**PASSAGE PROVIDED:**
If winter cereals can be overwintered successfully, they will usually have a 20 to 30% yield advantage over their spring planted counterparts.
A major role of winter cereals has been in the protection of light soils against wind and water erosion. Because of fall establishment their roots and leaves help to anchor the soil. Winter rye is usually used for this purpose as areas subjected to wind erosion are often free of snow when winter temperatures are lowest. Winter wheat does not have sufficient hardiness to withstand the Prairie winter without snow cover.
Early maturity of winter cereals reduces the risk of their being lost due to rust. Each year the rust must be reintroduced from Southern areas and the winter crops will usually mature before the disease has built up to levels that cause economic losses.
Because winter cereals establish in the fall and begin growth very early in the spring they compete very well with spring annual weeds such as wild oats, provided thinning of stands has not occurred due to winterkill. Winter annual weeds, especially stinkweed and flixweed, and perennial weeds such as thistles have a growth period coinciding with that of winter cereals. These weeds must be controlled with herbicides. Usually a fall application of a herbicide such as 2, 4-D will give excellent control of winter annuals.
Winter cereals, especially rye, have good potential for forage production - both for grazing and hay. Good early season grazing can be obtained from fall rye (May and June). For best results it should be stocked heavily for short periods of time. In many areas fall rye is cut for emergency hay supplies.
Throughout the three prairie provinces about 400,000 hectares are seeded to winter cereals annually. Three-fourths of this area is seeded to winter rye. Rye is generally adapted to the Prairie region, however, it is grown mostly on light, sandy soils where wheat is less productive. Rye production, therefore, is concentrated in Southwestern Manitoba, Southern Saskatchewan, and Southern and Central Alberta. Manitoba, Saskatchewan and Alberta have 15, 50 and 35% of the area seeded to fall rye, respectively.

**ABOUT THIS TASK:**
Please translate this sentence from the passage on winter cereals into Spanish: "Winter wheat does not have sufficient hardiness to withstand the Prairie winter without snow cover." The rows after this text are separate material, unrelated to it.

**GIVEN INFORMATION:**
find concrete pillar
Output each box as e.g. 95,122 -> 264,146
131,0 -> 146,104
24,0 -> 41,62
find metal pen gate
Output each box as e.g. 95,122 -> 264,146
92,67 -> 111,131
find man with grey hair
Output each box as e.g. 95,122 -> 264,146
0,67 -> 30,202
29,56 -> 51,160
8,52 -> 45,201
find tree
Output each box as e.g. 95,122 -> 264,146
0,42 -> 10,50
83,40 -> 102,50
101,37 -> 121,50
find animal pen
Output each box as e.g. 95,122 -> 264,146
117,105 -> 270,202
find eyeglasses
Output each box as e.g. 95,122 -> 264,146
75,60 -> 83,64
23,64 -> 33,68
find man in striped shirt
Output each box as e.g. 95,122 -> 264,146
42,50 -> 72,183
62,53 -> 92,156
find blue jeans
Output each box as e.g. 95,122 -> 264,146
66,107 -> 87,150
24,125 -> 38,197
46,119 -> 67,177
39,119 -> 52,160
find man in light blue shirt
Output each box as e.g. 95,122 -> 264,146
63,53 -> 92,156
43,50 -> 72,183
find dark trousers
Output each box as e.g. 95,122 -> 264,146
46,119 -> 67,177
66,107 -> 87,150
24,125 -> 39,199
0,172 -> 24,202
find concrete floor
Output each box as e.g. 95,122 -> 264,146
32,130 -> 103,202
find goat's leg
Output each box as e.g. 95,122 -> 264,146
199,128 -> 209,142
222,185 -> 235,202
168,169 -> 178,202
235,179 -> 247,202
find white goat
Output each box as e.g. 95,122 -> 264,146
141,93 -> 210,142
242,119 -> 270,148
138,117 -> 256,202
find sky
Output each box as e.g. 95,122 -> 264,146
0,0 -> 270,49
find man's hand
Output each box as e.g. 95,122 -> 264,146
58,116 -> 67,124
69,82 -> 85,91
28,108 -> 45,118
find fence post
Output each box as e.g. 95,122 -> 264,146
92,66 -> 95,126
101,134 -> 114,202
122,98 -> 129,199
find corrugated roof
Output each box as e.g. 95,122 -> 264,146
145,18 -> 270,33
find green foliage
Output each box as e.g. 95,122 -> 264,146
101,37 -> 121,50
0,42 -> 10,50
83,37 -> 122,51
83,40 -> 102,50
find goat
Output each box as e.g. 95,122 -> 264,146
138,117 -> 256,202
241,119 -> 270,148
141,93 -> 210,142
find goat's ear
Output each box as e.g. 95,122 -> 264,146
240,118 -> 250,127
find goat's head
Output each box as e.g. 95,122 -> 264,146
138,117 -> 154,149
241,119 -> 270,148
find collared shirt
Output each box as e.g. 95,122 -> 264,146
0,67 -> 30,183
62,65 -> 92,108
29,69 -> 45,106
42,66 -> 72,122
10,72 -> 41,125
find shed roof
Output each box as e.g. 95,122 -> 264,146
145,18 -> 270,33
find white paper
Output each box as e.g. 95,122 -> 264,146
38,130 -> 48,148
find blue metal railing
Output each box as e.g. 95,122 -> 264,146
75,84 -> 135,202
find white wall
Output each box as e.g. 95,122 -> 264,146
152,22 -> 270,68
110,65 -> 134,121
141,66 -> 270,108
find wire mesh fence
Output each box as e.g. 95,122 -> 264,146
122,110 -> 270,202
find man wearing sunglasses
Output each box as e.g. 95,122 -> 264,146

**ANSWER TO THIS TASK:**
El trigo de invierno no tiene la resistencia suficiente para soportar el invierno de las Praderas sin cobertura de nieve.